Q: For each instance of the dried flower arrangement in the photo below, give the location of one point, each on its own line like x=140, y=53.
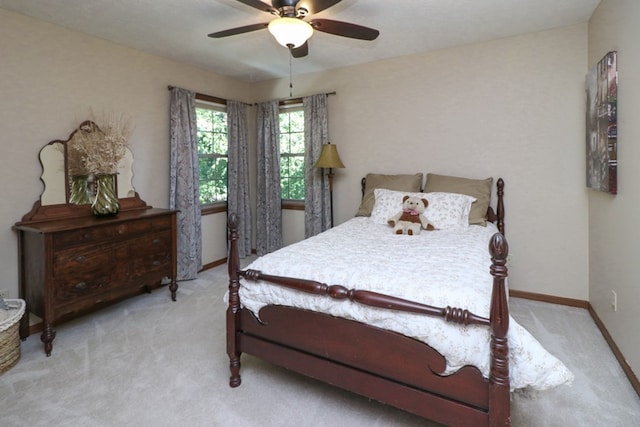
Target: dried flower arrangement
x=97, y=148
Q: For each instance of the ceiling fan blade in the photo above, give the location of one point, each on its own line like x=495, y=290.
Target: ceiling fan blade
x=238, y=30
x=344, y=29
x=315, y=6
x=299, y=52
x=257, y=4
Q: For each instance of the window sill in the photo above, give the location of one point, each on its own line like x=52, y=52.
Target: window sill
x=213, y=208
x=294, y=205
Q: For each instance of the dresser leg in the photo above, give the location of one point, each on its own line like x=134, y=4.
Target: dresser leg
x=173, y=287
x=47, y=337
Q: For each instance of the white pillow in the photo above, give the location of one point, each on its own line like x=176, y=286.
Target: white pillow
x=446, y=211
x=449, y=211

◇ ◇ ◇ ◇ ◇

Stated goal: Convert every item above into a Markdown table with the columns Row and Line, one line of text per row and no blank lines. Leave the pictures out of the table.

Worked solution:
| Row | Line |
|---|---|
| 1 | Q: For each instance of the dried flower arrangement in the photo below, give the location of one point, each on its own line like x=140, y=53. |
| 2 | Target: dried flower arrangement |
| 3 | x=97, y=148 |
| 4 | Q: For each instance of the ceiling fan blade in the photo above, give the location of one point, each on its own line like x=495, y=290. |
| 5 | Target: ceiling fan blade |
| 6 | x=238, y=30 |
| 7 | x=344, y=29 |
| 8 | x=315, y=6 |
| 9 | x=299, y=52 |
| 10 | x=257, y=4 |
| 11 | Q: For each instance of the window sill in the photo above, give the location of one point, each on its own line like x=52, y=52. |
| 12 | Target: window sill |
| 13 | x=213, y=208 |
| 14 | x=294, y=205 |
| 15 | Q: For each instance of the dresser leg in the photo above, give the location of one point, each on its own line like x=134, y=4. |
| 16 | Target: dresser leg |
| 17 | x=173, y=287 |
| 18 | x=47, y=337 |
| 19 | Q: For each instance of the white pillow in the photo above, give the location of one point, each on its own line like x=176, y=286. |
| 20 | Target: white pillow |
| 21 | x=446, y=211 |
| 22 | x=449, y=211 |